● **Task to carry out**
Verbatim output of the lines below is required, with the images omitted.

● **Available data**
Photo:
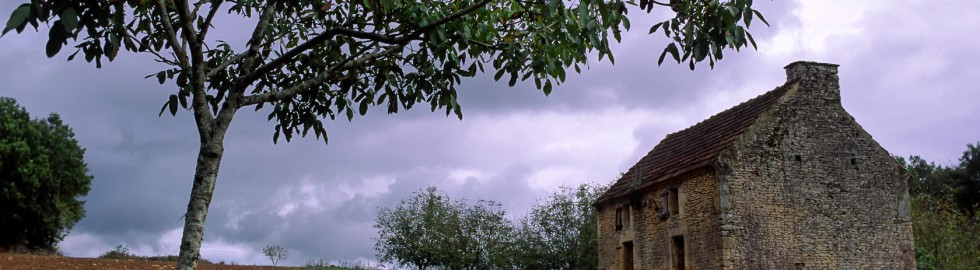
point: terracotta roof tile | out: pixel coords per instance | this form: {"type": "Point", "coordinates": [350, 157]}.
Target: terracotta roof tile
{"type": "Point", "coordinates": [694, 147]}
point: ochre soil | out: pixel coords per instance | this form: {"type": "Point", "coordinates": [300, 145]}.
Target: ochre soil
{"type": "Point", "coordinates": [10, 261]}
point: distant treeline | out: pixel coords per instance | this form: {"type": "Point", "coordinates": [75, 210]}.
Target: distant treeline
{"type": "Point", "coordinates": [946, 211]}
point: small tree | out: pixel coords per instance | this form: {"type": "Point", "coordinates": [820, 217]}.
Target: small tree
{"type": "Point", "coordinates": [311, 60]}
{"type": "Point", "coordinates": [561, 233]}
{"type": "Point", "coordinates": [42, 179]}
{"type": "Point", "coordinates": [428, 230]}
{"type": "Point", "coordinates": [275, 253]}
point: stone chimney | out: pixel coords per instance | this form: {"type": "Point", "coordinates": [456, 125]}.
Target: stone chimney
{"type": "Point", "coordinates": [819, 78]}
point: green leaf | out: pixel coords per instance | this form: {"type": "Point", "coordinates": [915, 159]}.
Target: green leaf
{"type": "Point", "coordinates": [69, 18]}
{"type": "Point", "coordinates": [733, 10]}
{"type": "Point", "coordinates": [673, 52]}
{"type": "Point", "coordinates": [500, 73]}
{"type": "Point", "coordinates": [364, 106]}
{"type": "Point", "coordinates": [173, 105]}
{"type": "Point", "coordinates": [761, 18]}
{"type": "Point", "coordinates": [655, 27]}
{"type": "Point", "coordinates": [56, 39]}
{"type": "Point", "coordinates": [547, 87]}
{"type": "Point", "coordinates": [747, 17]}
{"type": "Point", "coordinates": [18, 17]}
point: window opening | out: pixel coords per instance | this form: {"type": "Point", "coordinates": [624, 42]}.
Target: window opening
{"type": "Point", "coordinates": [673, 202]}
{"type": "Point", "coordinates": [628, 256]}
{"type": "Point", "coordinates": [678, 250]}
{"type": "Point", "coordinates": [619, 219]}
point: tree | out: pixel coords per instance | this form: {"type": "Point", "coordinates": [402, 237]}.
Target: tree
{"type": "Point", "coordinates": [429, 230]}
{"type": "Point", "coordinates": [42, 179]}
{"type": "Point", "coordinates": [945, 223]}
{"type": "Point", "coordinates": [275, 253]}
{"type": "Point", "coordinates": [561, 233]}
{"type": "Point", "coordinates": [310, 60]}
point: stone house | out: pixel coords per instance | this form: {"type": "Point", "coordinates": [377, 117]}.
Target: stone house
{"type": "Point", "coordinates": [786, 180]}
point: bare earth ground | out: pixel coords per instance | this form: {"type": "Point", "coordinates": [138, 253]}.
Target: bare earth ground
{"type": "Point", "coordinates": [10, 261]}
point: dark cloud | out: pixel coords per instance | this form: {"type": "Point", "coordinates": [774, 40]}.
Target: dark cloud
{"type": "Point", "coordinates": [908, 82]}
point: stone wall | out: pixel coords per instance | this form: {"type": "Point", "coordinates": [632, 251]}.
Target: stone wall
{"type": "Point", "coordinates": [697, 223]}
{"type": "Point", "coordinates": [807, 188]}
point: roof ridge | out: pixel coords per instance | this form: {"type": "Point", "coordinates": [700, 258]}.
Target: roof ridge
{"type": "Point", "coordinates": [695, 146]}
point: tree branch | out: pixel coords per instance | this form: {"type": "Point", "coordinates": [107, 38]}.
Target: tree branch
{"type": "Point", "coordinates": [215, 4]}
{"type": "Point", "coordinates": [232, 103]}
{"type": "Point", "coordinates": [328, 34]}
{"type": "Point", "coordinates": [171, 35]}
{"type": "Point", "coordinates": [225, 64]}
{"type": "Point", "coordinates": [308, 84]}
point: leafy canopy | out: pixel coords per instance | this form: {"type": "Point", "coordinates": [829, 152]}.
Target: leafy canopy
{"type": "Point", "coordinates": [315, 59]}
{"type": "Point", "coordinates": [42, 177]}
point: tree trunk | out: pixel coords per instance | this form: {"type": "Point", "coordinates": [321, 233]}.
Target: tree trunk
{"type": "Point", "coordinates": [205, 177]}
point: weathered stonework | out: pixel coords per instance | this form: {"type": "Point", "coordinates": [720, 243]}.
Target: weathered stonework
{"type": "Point", "coordinates": [800, 186]}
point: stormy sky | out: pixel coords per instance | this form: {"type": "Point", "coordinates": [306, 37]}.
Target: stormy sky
{"type": "Point", "coordinates": [908, 73]}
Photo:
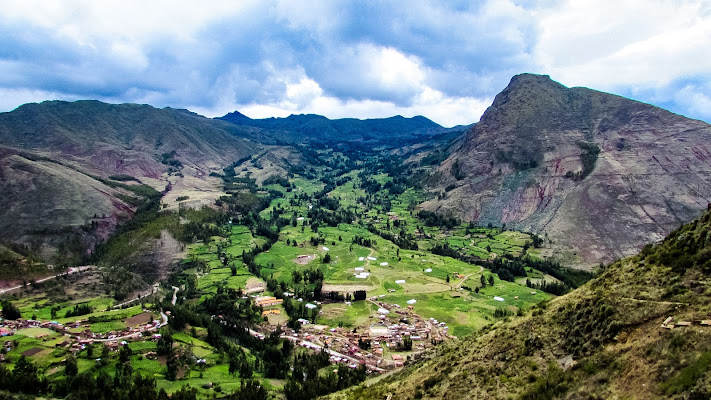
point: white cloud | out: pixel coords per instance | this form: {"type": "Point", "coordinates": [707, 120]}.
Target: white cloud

● **Output**
Photo:
point: terracotta roof tile | out: pixel coords per instance | this form: {"type": "Point", "coordinates": [350, 157]}.
Target: terracotta roof tile
{"type": "Point", "coordinates": [694, 147]}
point: ochre soil | out: pixel coords per instance | this form: {"type": "Point", "coordinates": [300, 145]}.
Target: ochre soil
{"type": "Point", "coordinates": [10, 261]}
point: distant treeline | out: pixel coords per instance | this form: {"type": "Point", "coordinates": [75, 210]}.
Target: distant treeline
{"type": "Point", "coordinates": [946, 211]}
point: small tree | out: pixel coords per instance | this form: {"type": "Point", "coordinates": [820, 217]}.
Target: small tree
{"type": "Point", "coordinates": [311, 60]}
{"type": "Point", "coordinates": [561, 233]}
{"type": "Point", "coordinates": [42, 179]}
{"type": "Point", "coordinates": [428, 230]}
{"type": "Point", "coordinates": [275, 253]}
point: stone chimney | out: pixel coords per instance | this form: {"type": "Point", "coordinates": [456, 125]}.
Target: stone chimney
{"type": "Point", "coordinates": [819, 78]}
point: green leaf | out: pixel coords per instance | this form: {"type": "Point", "coordinates": [915, 159]}.
Target: green leaf
{"type": "Point", "coordinates": [69, 18]}
{"type": "Point", "coordinates": [733, 10]}
{"type": "Point", "coordinates": [673, 52]}
{"type": "Point", "coordinates": [500, 73]}
{"type": "Point", "coordinates": [364, 106]}
{"type": "Point", "coordinates": [173, 105]}
{"type": "Point", "coordinates": [761, 18]}
{"type": "Point", "coordinates": [655, 27]}
{"type": "Point", "coordinates": [56, 39]}
{"type": "Point", "coordinates": [547, 87]}
{"type": "Point", "coordinates": [747, 17]}
{"type": "Point", "coordinates": [18, 17]}
point: window opening | out: pixel coords per instance | this form: {"type": "Point", "coordinates": [624, 42]}.
Target: window opening
{"type": "Point", "coordinates": [673, 202]}
{"type": "Point", "coordinates": [628, 256]}
{"type": "Point", "coordinates": [678, 250]}
{"type": "Point", "coordinates": [619, 219]}
point: tree | out: pixel coords per instance | this form: {"type": "Point", "coordinates": [402, 237]}.
Target: tree
{"type": "Point", "coordinates": [429, 230]}
{"type": "Point", "coordinates": [42, 179]}
{"type": "Point", "coordinates": [945, 223]}
{"type": "Point", "coordinates": [275, 253]}
{"type": "Point", "coordinates": [561, 233]}
{"type": "Point", "coordinates": [310, 60]}
point: stone house | out: pixel coords per instance | this form: {"type": "Point", "coordinates": [377, 117]}.
Target: stone house
{"type": "Point", "coordinates": [786, 180]}
point: bare earth ground | out: pixel coords per instance | this form: {"type": "Point", "coordinates": [138, 253]}.
Target: bare earth ground
{"type": "Point", "coordinates": [10, 261]}
point: dark cloud | out: pixel coords per instance | this form: {"type": "Point", "coordinates": [774, 40]}.
Target: dark cloud
{"type": "Point", "coordinates": [908, 82]}
point: stone wall | out: pixel coords per instance | this form: {"type": "Point", "coordinates": [632, 251]}.
Target: stone wall
{"type": "Point", "coordinates": [697, 223]}
{"type": "Point", "coordinates": [807, 188]}
point: roof ridge | out: pixel coords per instance | this form: {"type": "Point", "coordinates": [700, 258]}.
Target: roof ridge
{"type": "Point", "coordinates": [695, 146]}
point: tree branch | out: pixel coords per instance | this form: {"type": "Point", "coordinates": [107, 38]}.
Target: tree branch
{"type": "Point", "coordinates": [215, 4]}
{"type": "Point", "coordinates": [232, 103]}
{"type": "Point", "coordinates": [328, 34]}
{"type": "Point", "coordinates": [171, 35]}
{"type": "Point", "coordinates": [225, 64]}
{"type": "Point", "coordinates": [308, 84]}
point: leafy canopy | out: pixel coords per instance | this form: {"type": "Point", "coordinates": [829, 152]}.
Target: leafy canopy
{"type": "Point", "coordinates": [315, 59]}
{"type": "Point", "coordinates": [42, 177]}
point: tree trunk | out: pixel coords per instance | this form: {"type": "Point", "coordinates": [321, 233]}.
Target: tree trunk
{"type": "Point", "coordinates": [205, 177]}
point: weathered stonework | out: pixel coords per instance | this form: {"type": "Point", "coordinates": [720, 243]}.
Target: weathered stonework
{"type": "Point", "coordinates": [800, 186]}
point: stormy sky | out: pixel coords per instance | this form: {"type": "Point", "coordinates": [306, 37]}.
Target: stormy sky
{"type": "Point", "coordinates": [908, 73]}
Photo:
point: white cloud | out: pixel coords per instance | this form: {"type": "Point", "coordinates": [707, 120]}.
Target: white cloud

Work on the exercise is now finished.